— Supplied entries —
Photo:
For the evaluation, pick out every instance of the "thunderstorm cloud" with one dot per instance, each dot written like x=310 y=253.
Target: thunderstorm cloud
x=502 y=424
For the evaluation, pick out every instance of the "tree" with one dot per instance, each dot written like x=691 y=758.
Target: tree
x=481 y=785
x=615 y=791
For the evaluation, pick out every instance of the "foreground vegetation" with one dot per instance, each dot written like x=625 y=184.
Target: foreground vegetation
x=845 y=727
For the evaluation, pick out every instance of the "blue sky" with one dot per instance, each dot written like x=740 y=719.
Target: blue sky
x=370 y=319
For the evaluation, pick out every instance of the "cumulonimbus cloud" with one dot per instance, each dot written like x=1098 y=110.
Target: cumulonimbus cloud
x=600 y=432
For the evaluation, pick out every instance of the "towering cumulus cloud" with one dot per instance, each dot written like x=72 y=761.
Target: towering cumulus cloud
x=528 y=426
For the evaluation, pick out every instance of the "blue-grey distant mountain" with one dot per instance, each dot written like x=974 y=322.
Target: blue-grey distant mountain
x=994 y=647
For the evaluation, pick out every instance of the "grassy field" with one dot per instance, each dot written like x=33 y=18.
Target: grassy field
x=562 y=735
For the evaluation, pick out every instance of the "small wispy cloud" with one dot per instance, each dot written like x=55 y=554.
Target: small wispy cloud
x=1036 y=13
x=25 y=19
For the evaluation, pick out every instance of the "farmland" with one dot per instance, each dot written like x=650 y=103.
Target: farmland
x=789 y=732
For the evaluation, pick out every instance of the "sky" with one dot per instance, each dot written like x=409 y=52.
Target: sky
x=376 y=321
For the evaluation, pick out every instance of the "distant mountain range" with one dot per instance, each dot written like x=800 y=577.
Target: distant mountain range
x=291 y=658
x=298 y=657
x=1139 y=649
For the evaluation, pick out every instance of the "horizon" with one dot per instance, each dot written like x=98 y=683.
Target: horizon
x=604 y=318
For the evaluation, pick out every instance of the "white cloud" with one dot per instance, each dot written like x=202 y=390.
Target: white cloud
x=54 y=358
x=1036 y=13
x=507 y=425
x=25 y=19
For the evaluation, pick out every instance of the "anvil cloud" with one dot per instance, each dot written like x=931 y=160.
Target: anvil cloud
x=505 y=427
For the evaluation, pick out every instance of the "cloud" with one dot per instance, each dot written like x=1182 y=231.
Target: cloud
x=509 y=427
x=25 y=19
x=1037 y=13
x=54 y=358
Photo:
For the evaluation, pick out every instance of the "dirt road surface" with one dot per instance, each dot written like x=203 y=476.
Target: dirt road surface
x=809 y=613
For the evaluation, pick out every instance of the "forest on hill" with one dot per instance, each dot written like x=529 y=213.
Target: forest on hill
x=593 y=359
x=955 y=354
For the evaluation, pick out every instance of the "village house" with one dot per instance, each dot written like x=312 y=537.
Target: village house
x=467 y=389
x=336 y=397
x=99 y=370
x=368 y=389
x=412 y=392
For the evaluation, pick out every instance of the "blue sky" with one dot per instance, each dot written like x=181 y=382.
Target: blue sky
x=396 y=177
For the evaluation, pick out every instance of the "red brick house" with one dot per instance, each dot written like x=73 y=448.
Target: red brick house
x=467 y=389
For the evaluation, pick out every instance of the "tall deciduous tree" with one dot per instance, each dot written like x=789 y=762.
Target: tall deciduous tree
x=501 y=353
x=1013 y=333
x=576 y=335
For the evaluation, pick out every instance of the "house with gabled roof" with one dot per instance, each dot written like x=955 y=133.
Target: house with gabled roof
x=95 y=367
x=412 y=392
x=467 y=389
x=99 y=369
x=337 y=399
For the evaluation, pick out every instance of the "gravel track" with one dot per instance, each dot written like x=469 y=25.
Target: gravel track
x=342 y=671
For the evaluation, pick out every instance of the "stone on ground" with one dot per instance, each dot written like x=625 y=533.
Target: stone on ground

— Written exercise —
Recast the lines above as a Markdown table with the columns "Row" and "Line text," starting at the line that contains "like x=625 y=533." and ending at the last line, and leave out any blank lines.

— Problem solution —
| Row | Line text |
|---|---|
| 1 | For the evaluation, pick out every instance of the "stone on ground" with one dot per instance, each dot written like x=625 y=533. |
| 2 | Target: stone on ground |